━━ WORKING DATA

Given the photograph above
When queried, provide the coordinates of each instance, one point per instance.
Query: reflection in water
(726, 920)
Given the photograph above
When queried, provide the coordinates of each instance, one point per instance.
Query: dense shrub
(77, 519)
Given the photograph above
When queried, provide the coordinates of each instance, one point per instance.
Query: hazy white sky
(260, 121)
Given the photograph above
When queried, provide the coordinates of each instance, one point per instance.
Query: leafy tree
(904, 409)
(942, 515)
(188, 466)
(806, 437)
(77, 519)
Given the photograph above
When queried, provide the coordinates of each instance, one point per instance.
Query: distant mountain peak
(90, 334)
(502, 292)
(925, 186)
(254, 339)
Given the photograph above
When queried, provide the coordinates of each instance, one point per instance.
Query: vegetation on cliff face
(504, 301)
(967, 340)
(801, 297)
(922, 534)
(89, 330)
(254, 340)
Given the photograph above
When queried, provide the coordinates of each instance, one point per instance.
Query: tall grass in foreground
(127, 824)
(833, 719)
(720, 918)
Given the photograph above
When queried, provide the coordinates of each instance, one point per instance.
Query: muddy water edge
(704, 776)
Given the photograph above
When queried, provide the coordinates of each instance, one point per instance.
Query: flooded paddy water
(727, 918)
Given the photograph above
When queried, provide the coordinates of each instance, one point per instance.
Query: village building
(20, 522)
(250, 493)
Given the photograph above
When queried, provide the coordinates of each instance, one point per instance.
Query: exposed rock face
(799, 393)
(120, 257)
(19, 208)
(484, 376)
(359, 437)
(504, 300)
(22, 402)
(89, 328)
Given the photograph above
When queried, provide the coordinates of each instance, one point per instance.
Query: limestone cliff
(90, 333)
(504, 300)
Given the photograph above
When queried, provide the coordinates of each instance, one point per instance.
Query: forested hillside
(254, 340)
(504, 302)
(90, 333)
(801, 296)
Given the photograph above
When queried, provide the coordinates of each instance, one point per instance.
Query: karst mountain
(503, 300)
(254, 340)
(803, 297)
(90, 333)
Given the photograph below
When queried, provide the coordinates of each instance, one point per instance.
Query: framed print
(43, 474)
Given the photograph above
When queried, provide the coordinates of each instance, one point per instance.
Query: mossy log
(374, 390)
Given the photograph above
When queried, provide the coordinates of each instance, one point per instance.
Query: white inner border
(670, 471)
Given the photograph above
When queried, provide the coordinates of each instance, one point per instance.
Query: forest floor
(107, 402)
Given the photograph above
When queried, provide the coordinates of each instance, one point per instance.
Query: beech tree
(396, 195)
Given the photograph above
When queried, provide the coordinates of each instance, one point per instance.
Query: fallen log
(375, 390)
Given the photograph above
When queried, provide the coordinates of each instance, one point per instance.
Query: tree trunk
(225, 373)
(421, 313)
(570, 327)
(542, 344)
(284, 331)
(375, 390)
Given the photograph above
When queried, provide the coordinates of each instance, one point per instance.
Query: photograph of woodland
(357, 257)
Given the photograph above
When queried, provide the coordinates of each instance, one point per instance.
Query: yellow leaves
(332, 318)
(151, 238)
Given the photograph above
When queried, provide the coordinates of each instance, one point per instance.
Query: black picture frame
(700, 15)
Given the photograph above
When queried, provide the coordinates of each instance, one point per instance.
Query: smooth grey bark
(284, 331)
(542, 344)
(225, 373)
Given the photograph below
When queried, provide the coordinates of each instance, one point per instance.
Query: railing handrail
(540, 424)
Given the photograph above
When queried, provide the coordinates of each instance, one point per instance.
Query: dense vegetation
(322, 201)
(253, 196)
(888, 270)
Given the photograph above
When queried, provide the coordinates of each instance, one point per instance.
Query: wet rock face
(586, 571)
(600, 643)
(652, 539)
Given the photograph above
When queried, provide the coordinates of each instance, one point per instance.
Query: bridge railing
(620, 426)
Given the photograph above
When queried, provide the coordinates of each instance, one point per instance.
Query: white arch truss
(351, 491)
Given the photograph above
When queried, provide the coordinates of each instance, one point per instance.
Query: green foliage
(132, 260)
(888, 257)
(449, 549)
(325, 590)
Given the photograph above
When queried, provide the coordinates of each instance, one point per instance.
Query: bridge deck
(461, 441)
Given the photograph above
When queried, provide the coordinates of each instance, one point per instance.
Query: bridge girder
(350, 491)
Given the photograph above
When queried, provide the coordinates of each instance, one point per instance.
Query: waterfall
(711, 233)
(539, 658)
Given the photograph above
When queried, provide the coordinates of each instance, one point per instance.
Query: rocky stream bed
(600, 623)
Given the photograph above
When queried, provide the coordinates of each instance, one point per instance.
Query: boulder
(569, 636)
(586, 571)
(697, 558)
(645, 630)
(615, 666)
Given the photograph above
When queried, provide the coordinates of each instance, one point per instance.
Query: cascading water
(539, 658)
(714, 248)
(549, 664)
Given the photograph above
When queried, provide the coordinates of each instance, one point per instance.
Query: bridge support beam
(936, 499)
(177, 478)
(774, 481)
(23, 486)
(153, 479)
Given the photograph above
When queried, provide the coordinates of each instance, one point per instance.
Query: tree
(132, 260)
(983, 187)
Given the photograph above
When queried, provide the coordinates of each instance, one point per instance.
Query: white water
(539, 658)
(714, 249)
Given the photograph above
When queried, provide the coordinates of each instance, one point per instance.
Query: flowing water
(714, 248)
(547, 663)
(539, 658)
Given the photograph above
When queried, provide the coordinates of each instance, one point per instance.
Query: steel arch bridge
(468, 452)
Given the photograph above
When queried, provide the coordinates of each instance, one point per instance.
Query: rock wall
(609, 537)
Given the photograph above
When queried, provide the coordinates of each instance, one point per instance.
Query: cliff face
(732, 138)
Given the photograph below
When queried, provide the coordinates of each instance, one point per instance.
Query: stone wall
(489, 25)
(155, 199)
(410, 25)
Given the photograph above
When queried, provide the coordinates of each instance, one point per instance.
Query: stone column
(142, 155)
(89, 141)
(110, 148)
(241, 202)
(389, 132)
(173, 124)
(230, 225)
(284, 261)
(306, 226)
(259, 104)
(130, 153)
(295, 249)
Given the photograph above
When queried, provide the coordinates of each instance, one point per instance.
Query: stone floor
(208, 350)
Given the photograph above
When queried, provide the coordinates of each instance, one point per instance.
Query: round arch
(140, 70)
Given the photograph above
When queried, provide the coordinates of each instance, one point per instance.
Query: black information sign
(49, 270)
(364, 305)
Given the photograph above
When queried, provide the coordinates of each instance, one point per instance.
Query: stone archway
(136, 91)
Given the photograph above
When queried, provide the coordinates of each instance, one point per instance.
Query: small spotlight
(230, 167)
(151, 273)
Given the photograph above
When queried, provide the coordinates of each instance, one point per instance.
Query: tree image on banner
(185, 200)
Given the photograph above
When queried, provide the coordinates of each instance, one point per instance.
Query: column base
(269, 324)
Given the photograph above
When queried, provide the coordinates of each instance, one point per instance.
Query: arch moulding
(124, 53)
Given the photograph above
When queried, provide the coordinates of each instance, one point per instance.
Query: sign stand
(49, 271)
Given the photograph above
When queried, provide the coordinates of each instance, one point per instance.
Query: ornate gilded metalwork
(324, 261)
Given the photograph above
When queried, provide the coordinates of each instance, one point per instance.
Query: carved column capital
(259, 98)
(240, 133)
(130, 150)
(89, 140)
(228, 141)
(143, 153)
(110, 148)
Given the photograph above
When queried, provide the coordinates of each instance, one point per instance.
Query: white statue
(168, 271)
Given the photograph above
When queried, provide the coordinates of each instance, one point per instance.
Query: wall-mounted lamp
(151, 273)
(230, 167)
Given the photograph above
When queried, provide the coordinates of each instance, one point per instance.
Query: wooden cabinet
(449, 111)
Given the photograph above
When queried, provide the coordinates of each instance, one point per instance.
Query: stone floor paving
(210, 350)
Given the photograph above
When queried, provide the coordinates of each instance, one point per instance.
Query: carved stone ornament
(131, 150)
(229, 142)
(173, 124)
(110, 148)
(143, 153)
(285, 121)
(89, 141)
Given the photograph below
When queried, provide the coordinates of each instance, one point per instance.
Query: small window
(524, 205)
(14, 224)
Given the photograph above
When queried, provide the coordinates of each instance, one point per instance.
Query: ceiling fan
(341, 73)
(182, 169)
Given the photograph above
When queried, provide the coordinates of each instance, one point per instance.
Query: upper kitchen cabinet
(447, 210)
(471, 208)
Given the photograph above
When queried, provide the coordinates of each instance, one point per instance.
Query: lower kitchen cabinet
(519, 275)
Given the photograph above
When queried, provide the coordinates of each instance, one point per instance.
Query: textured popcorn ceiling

━━━━

## GIVEN REQUEST:
Count the lines in the items above that contain the string "cliff", treating case as significant, and give only the number.

## REPLY:
3